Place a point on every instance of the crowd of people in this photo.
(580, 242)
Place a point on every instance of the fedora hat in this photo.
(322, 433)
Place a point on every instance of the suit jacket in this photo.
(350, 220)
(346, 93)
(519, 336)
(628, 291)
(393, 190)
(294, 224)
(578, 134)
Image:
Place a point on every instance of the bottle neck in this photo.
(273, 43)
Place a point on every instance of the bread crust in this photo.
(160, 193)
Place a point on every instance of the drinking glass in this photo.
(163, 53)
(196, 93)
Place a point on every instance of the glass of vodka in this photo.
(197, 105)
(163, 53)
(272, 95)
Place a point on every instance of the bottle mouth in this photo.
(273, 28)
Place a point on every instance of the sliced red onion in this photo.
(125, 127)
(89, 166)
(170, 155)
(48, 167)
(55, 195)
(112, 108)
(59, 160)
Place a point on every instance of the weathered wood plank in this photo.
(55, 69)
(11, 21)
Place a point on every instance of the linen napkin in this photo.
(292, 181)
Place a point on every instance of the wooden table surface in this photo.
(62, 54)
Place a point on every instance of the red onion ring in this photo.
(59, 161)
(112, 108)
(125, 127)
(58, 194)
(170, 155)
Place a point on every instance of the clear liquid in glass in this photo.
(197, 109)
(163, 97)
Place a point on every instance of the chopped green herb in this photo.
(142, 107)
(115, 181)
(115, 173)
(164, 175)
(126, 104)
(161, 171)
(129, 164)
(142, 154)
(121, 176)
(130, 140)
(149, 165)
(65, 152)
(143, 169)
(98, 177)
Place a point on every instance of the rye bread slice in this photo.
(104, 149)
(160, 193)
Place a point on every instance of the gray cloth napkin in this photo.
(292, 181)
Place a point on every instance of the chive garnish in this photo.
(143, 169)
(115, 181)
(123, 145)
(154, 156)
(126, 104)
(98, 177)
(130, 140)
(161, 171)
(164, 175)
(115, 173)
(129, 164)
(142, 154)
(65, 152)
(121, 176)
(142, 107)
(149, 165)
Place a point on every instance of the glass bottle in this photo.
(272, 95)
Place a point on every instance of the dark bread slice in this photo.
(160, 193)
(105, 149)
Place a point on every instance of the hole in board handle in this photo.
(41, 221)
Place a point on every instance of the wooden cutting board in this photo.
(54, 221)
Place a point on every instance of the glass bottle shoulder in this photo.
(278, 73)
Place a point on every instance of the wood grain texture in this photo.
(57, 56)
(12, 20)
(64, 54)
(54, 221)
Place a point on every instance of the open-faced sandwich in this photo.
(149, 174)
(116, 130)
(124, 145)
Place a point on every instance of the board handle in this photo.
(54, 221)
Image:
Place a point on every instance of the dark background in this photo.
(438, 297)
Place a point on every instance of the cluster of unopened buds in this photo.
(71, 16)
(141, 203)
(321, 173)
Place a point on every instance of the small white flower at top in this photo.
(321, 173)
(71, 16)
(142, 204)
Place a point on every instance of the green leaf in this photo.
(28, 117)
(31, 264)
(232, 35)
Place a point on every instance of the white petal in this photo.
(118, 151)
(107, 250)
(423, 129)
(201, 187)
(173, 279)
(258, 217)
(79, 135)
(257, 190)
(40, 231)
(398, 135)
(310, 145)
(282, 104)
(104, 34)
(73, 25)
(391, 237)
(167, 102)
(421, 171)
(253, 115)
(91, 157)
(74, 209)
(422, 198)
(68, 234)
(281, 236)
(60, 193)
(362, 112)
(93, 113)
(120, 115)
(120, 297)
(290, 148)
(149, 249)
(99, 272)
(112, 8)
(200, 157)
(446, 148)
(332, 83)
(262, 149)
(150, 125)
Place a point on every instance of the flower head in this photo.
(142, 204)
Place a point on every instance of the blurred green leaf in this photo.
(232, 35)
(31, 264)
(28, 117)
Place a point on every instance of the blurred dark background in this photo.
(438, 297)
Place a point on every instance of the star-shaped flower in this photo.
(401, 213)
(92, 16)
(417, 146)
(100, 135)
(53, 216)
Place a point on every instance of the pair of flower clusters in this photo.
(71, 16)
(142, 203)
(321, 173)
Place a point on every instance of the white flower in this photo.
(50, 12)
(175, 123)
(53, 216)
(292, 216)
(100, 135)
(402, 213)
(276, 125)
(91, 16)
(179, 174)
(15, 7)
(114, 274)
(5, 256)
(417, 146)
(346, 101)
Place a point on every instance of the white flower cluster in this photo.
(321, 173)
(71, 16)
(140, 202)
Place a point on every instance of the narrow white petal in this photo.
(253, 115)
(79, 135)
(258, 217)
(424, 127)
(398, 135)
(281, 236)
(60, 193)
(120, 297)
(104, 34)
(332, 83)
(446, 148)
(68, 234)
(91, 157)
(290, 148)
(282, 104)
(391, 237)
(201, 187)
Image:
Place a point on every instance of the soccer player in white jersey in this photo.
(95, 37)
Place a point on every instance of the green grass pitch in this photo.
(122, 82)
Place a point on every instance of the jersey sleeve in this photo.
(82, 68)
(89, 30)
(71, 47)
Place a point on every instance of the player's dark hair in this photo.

[What the exercise asks] Output every entry shown above, exactly.

[Task answer]
Place a point on every instance of the crowd of people in this photo.
(580, 242)
Place a point on every instance of the fedora hat in this photo.
(322, 433)
Place a point on every instance of the suit jacket in this photo.
(350, 220)
(346, 93)
(519, 336)
(628, 291)
(393, 190)
(294, 224)
(578, 134)
Image:
Place a point on every instance of the bottle neck in this photo.
(273, 43)
Place a point on every instance of the bread crust in this photo.
(160, 193)
Place a point on every instance of the drinking glass in this photo.
(163, 53)
(196, 93)
Place a point on every instance of the glass of vodka in this photo.
(197, 105)
(163, 53)
(272, 95)
Place a point on every instance of the bottle mouth in this photo.
(273, 28)
Place a point on every instance of the sliced red onion in this photo.
(125, 127)
(89, 166)
(170, 155)
(48, 167)
(55, 195)
(112, 108)
(59, 160)
Place a point on every instance of the weathered wood plank in this photo.
(55, 69)
(11, 21)
Place a point on every instance of the linen napkin in this photo.
(292, 181)
Place a point on every instance of the wooden table surface in this photo.
(62, 54)
Place a point on every instance of the red onion ring in this photo.
(59, 161)
(112, 108)
(125, 127)
(58, 194)
(170, 155)
Place a point on every instance of the clear liquid in glass in this photo.
(197, 109)
(163, 97)
Place a point on every instance of the chopped green herb in this photo.
(142, 107)
(115, 181)
(115, 173)
(164, 175)
(126, 104)
(161, 171)
(129, 164)
(142, 154)
(121, 176)
(130, 140)
(149, 165)
(65, 152)
(143, 169)
(98, 177)
Place a point on every instance of the rye bread slice in this photo.
(104, 149)
(160, 193)
Place a point on every instance of the gray cloth napkin in this photo.
(292, 181)
Place a point on every instance of the chive garnish in this photo.
(143, 169)
(115, 181)
(123, 145)
(154, 156)
(126, 104)
(98, 177)
(130, 140)
(161, 171)
(164, 175)
(115, 173)
(129, 164)
(142, 154)
(65, 152)
(121, 176)
(142, 107)
(149, 165)
Place a point on every instance of the glass bottle in this photo.
(272, 95)
Place a point on every instance of the dark bread slice in this photo.
(160, 193)
(105, 149)
Place a point on every instance of the hole in board handle in this photo.
(41, 221)
Place a point on every instance of the wooden cutting board in this photo.
(54, 221)
Place a point on every instance of the glass bottle shoulder in this photo.
(278, 73)
Place a point on every instance of the wood grain texture in this photo.
(57, 56)
(12, 20)
(64, 54)
(54, 221)
Place a point on every instance of the open-faced sandwich in this photo.
(149, 174)
(116, 130)
(124, 145)
Place a point on every instance of the board handle in this photo.
(54, 221)
Image:
Place a point on every instance of the dark background in this photo.
(438, 297)
Place a point on every instance of the cluster of unopened buds in this photo.
(71, 16)
(141, 203)
(321, 173)
Place a point on every instance of the small white flower at top in this photo.
(321, 173)
(71, 16)
(142, 204)
Place a point on every instance of the green leaf in this photo.
(28, 117)
(31, 264)
(232, 35)
Place a point on every instance of the white petal in this photo.
(118, 151)
(107, 250)
(423, 129)
(201, 187)
(173, 279)
(258, 217)
(79, 135)
(257, 190)
(40, 231)
(398, 135)
(310, 145)
(282, 104)
(104, 34)
(73, 25)
(391, 237)
(167, 102)
(421, 171)
(253, 115)
(91, 157)
(74, 209)
(422, 198)
(68, 234)
(281, 236)
(60, 193)
(362, 112)
(93, 113)
(120, 115)
(120, 297)
(290, 148)
(149, 249)
(99, 272)
(112, 8)
(200, 157)
(446, 148)
(332, 83)
(262, 149)
(150, 125)
Place a point on every instance of the flower head in this photo.
(142, 204)
Place a point on every instance of the blurred green leaf in this photo.
(232, 35)
(31, 264)
(28, 117)
Place a point on every instance of the blurred dark background in this photo.
(438, 297)
Place a point on every instance of the star-shaped flower in this photo.
(401, 213)
(92, 16)
(417, 146)
(100, 135)
(53, 216)
Place a point on every instance of the pair of flower clusters in this photo.
(71, 16)
(142, 203)
(321, 173)
Place a point on every instance of the white flower in this photo.
(50, 12)
(175, 123)
(53, 216)
(292, 216)
(100, 135)
(402, 213)
(276, 125)
(91, 16)
(179, 174)
(15, 7)
(114, 274)
(5, 256)
(417, 146)
(346, 101)
Place a point on every instance of the white flower cluster in this photo.
(321, 173)
(71, 16)
(140, 202)
Place a point on every instance of the narrow white petal in this photo.
(253, 115)
(79, 135)
(258, 217)
(424, 127)
(398, 135)
(281, 236)
(60, 193)
(120, 297)
(104, 34)
(332, 83)
(446, 148)
(68, 234)
(91, 157)
(290, 148)
(282, 104)
(391, 237)
(201, 187)
Image:
Place a point on every instance of the soccer player in white jersey in this photo.
(95, 37)
Place a point on every instance of the green grass pitch in this photo.
(122, 82)
Place a point on every instance of the jersey sleeve in this photo.
(82, 68)
(89, 30)
(71, 47)
Place a point on every instance of the player's dark hair in this photo.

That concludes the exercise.